> **What is being asked**
When the line containing "Query: oil portrait of a man" appears in the data below, begin copying there and stop only after the line containing "Can you find the weathered".

> **Records to use**
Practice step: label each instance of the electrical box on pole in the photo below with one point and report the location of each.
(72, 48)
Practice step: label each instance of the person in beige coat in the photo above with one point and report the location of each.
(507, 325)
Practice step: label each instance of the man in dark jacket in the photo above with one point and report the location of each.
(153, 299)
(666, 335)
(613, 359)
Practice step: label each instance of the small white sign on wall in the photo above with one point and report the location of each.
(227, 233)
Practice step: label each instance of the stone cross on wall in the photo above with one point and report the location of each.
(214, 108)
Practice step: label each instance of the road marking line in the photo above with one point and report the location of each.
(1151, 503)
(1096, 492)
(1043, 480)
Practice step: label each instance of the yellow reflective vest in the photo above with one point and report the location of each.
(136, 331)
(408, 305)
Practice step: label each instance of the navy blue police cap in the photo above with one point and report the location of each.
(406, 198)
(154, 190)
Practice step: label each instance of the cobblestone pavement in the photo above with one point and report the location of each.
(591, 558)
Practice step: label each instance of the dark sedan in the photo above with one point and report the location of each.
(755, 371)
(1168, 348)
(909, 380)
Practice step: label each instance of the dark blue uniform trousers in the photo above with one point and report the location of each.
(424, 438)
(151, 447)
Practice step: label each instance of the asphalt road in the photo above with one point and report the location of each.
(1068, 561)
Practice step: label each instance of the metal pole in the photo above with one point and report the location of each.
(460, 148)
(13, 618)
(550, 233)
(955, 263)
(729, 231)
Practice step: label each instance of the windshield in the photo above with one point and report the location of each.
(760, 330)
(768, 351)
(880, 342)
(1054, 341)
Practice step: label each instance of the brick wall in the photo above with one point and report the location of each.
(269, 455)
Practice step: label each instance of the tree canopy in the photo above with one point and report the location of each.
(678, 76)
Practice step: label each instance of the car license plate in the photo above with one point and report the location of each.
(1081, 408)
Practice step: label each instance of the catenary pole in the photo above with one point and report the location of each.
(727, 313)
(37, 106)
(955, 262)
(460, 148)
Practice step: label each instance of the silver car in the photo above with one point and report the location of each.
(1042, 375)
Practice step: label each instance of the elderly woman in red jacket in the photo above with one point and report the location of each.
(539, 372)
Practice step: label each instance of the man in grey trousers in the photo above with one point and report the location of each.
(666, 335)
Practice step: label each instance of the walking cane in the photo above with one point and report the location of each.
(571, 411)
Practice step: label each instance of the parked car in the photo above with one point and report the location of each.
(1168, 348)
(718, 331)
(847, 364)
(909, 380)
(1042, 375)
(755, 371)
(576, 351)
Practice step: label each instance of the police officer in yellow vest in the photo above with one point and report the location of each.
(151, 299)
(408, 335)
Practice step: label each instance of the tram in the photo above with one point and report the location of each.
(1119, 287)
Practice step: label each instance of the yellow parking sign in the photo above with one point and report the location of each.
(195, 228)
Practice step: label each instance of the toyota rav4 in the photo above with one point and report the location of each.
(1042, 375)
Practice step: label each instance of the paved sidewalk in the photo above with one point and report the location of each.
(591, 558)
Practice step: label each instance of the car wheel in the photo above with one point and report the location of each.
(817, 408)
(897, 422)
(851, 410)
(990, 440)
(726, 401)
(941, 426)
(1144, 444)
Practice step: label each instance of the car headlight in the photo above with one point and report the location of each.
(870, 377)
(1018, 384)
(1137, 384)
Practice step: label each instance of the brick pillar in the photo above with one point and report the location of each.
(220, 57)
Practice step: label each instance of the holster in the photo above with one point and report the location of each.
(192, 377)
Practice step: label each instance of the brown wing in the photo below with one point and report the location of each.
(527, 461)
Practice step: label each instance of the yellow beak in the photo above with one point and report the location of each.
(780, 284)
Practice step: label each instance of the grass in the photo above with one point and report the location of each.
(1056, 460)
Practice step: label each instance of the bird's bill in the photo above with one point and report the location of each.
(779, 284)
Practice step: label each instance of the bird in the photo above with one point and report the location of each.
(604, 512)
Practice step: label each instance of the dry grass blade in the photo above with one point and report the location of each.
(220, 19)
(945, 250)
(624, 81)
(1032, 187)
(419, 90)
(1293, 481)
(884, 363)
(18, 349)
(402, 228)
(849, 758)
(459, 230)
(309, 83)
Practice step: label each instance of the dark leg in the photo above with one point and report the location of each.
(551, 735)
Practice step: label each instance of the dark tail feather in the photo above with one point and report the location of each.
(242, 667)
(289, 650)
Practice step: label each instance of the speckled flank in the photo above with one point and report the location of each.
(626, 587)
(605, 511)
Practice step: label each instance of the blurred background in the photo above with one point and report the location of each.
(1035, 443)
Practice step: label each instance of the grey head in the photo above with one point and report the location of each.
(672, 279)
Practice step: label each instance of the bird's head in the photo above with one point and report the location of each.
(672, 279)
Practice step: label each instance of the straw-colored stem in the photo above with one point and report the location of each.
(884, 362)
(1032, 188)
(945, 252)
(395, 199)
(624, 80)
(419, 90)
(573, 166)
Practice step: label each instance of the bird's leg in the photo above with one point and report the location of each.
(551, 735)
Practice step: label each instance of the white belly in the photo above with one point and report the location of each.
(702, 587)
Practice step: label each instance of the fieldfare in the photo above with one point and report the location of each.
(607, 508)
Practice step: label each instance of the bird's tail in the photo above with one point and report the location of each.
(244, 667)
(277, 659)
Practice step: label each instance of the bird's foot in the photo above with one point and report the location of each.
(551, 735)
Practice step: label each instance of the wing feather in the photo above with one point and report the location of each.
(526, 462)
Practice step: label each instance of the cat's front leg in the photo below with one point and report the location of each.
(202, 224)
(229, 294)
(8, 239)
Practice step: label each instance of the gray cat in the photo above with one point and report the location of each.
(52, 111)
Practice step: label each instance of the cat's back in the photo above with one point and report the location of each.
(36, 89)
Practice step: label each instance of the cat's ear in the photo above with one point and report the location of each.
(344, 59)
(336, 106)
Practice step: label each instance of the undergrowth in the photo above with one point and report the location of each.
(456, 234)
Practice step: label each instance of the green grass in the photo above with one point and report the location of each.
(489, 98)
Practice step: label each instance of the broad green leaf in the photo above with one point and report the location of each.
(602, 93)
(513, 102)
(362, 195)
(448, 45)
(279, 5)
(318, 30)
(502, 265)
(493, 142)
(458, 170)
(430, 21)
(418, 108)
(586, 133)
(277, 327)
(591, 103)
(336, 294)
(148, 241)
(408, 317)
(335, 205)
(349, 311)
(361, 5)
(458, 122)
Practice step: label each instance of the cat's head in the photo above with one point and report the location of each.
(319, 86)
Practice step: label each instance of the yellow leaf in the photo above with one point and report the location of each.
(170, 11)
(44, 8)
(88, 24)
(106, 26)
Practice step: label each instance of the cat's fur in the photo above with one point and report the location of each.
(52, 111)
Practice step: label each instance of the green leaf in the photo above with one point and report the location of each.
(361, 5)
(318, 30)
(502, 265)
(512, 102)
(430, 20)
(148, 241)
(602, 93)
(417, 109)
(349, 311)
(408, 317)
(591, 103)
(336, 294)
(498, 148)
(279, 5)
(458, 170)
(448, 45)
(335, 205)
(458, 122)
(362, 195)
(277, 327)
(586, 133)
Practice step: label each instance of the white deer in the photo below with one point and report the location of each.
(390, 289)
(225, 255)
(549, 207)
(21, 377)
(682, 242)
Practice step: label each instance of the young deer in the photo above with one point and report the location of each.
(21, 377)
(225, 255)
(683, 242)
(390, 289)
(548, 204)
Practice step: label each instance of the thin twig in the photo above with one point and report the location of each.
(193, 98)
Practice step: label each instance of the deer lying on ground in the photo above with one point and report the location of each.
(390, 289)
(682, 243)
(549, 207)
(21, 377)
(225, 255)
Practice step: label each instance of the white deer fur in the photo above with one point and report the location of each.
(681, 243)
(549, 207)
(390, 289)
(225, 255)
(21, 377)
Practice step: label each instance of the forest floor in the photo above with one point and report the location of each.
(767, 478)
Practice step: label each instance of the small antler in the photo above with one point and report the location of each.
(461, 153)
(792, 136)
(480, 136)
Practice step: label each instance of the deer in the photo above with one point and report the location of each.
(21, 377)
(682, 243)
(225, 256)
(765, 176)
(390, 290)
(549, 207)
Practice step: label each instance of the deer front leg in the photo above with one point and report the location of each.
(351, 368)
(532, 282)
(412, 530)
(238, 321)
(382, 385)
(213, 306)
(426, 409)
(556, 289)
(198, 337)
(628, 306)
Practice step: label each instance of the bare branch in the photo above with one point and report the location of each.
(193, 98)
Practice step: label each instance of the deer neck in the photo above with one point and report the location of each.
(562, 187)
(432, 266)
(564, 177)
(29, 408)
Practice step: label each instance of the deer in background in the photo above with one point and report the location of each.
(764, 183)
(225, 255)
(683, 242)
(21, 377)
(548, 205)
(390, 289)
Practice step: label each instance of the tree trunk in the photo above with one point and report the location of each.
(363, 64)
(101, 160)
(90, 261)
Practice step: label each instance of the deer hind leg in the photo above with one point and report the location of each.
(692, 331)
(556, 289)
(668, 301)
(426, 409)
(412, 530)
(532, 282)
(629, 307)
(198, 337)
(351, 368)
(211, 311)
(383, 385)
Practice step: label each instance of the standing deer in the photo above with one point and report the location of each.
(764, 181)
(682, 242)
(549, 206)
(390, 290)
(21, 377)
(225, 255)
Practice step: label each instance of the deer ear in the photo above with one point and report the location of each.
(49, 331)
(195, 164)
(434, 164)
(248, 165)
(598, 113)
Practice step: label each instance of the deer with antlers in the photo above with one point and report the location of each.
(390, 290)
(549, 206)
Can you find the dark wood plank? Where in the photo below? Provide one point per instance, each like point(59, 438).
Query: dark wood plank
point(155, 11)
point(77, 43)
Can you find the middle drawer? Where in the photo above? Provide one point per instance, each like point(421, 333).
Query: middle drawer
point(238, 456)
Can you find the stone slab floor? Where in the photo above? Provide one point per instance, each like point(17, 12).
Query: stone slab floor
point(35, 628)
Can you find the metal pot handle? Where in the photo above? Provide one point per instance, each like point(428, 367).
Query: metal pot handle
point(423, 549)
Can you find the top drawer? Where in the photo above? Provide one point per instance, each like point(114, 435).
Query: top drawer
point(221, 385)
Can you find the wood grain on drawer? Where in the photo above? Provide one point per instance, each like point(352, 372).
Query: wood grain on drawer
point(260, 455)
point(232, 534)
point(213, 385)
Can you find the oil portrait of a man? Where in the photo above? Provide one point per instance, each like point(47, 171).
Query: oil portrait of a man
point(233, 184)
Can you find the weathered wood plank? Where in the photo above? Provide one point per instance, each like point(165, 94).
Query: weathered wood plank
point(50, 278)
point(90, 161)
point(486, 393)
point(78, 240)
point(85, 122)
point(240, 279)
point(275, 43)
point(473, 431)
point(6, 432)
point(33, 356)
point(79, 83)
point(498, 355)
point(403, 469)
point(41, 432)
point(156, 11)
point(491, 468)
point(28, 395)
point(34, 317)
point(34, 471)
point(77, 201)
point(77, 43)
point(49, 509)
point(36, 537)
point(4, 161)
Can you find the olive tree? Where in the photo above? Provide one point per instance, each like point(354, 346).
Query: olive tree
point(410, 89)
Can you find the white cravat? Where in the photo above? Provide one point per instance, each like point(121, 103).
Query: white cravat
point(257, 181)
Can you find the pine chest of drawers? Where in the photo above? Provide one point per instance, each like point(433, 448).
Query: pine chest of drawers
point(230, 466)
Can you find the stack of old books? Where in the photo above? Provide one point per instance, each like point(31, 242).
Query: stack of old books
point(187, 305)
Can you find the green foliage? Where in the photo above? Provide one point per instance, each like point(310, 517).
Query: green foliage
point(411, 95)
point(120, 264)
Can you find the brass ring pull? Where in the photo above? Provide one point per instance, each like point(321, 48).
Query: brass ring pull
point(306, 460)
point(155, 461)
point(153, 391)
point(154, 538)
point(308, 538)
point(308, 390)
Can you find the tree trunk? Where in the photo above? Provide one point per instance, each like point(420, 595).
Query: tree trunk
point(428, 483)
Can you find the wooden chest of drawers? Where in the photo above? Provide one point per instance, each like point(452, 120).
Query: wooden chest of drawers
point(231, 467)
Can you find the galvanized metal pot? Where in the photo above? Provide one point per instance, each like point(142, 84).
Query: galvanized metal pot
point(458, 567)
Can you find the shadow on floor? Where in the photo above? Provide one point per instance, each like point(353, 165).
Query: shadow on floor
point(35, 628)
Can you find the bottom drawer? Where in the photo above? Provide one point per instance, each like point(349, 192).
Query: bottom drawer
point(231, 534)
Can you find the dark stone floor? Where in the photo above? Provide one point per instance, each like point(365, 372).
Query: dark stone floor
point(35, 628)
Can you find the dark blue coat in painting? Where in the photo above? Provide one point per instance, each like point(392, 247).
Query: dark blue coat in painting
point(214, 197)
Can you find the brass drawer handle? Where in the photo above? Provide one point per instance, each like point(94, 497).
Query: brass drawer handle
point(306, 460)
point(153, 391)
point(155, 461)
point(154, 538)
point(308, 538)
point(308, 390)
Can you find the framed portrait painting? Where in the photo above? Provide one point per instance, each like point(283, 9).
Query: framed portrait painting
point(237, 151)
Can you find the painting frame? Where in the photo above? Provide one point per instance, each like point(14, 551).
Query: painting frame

> **Response below**
Query: oil portrait of a man
point(233, 184)
Can you find the weathered wood plank? Where in the photo above? Provide one point per instance, each like point(165, 94).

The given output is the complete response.